**** EXERCISE DATA ****

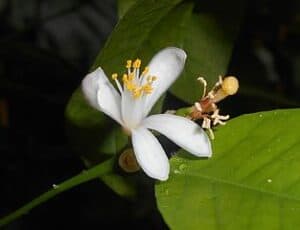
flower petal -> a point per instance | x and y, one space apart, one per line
182 131
150 154
166 65
101 94
132 109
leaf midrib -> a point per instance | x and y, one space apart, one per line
243 186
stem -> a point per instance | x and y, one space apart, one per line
83 177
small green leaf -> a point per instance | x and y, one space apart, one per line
124 6
252 180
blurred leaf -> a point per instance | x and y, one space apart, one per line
124 6
204 31
251 182
145 29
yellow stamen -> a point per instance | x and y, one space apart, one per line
128 64
114 76
145 71
131 76
230 85
137 92
137 63
147 88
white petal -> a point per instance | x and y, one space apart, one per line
150 154
132 109
166 65
182 131
101 94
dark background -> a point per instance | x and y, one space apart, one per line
46 47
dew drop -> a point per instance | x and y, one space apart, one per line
55 186
182 167
176 171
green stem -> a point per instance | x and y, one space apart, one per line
83 177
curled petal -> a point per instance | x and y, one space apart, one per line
182 131
150 154
166 66
101 94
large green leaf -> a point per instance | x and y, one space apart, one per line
251 182
204 31
147 27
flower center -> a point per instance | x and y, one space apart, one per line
137 84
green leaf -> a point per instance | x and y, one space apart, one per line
251 182
147 27
124 6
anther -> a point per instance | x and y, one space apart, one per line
114 76
128 64
229 86
137 63
146 70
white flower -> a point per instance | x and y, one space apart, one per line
131 105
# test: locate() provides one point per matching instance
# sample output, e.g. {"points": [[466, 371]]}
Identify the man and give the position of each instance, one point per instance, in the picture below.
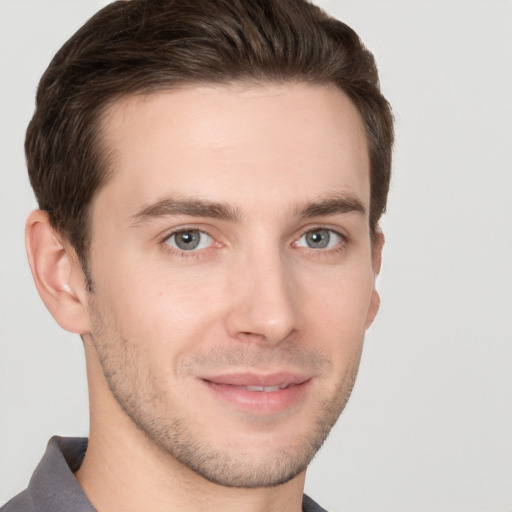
{"points": [[210, 177]]}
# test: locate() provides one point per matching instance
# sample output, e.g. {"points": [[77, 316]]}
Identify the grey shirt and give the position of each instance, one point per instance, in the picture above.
{"points": [[53, 488]]}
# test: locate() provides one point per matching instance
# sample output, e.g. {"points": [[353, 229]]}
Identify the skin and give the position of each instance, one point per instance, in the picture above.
{"points": [[166, 328]]}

****

#### WHAT THIS TASK INVOLVES
Whenever the string "output" occurs in a line of the entries above, copy that line.

#### ANSWER FOR THIS EXERCISE
# sample output, e.g. {"points": [[466, 371]]}
# sample output, e.g. {"points": [[77, 316]]}
# sample output, e.g. {"points": [[353, 229]]}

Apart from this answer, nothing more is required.